▸ Directions: Output the listing as a two-column CSV with the header input,output, starting at the line that has "Each teal fish scale tile—box it." and stopping after the line that has "[0,345,12,353]". Put each "box it" line under input and all the coordinates listed after it under output, with each field quoted and any line breaks turned into spaces.

▸ Entries from a dataset:
★ ★ ★ ★ ★

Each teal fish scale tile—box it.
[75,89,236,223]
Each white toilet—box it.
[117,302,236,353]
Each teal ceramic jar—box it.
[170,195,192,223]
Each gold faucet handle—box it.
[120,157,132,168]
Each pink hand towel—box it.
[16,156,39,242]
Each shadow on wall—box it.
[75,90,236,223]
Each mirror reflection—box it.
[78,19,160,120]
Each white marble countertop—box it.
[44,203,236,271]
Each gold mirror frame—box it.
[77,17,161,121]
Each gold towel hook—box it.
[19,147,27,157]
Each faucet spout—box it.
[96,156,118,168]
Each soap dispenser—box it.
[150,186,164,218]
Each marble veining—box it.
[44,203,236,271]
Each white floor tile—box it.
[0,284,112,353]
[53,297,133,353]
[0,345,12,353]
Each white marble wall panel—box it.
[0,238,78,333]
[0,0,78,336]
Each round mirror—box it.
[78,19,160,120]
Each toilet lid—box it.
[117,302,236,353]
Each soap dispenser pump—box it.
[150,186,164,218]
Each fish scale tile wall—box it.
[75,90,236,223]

★ ★ ★ ★ ★

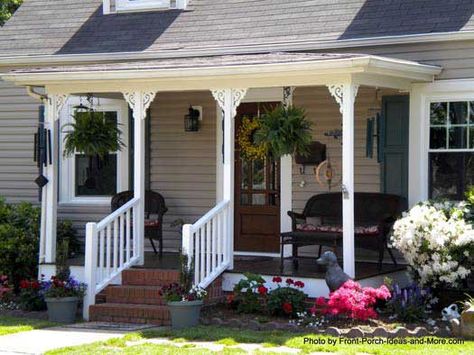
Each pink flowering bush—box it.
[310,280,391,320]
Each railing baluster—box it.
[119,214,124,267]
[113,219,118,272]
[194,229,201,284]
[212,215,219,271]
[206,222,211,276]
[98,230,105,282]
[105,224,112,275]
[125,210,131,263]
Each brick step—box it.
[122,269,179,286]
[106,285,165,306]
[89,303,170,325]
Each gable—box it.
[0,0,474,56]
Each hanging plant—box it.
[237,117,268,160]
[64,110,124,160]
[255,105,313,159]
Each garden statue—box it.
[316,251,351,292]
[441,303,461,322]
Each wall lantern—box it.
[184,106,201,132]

★ ★ ★ ★ ★

▸ Problem solution:
input,output
"Each teal fish scale tile—box it.","[75,89,236,223]"
"Each white toilet—box it.","[117,302,236,353]"
"Each teal ceramic jar—box it.","[170,195,192,223]"
"Each gold faucet handle—box it.","[120,157,132,168]"
"Each pink hand towel—box it.","[16,156,39,242]"
"Each shadow on wall—box it.","[75,90,236,223]"
"Each mirror reflection—box it.","[78,19,160,120]"
"Each white marble countertop—box it.","[44,203,236,271]"
"Each gold mirror frame—box it.","[77,17,161,121]"
"Each gold towel hook—box it.","[19,147,27,157]"
"Each faucet spout—box it.","[96,156,118,168]"
"Each soap dispenser—box it.","[150,186,164,218]"
"Each marble veining—box it.","[44,203,236,271]"
"Each white floor tile—box it.","[0,284,112,353] [53,297,133,353] [0,345,12,353]"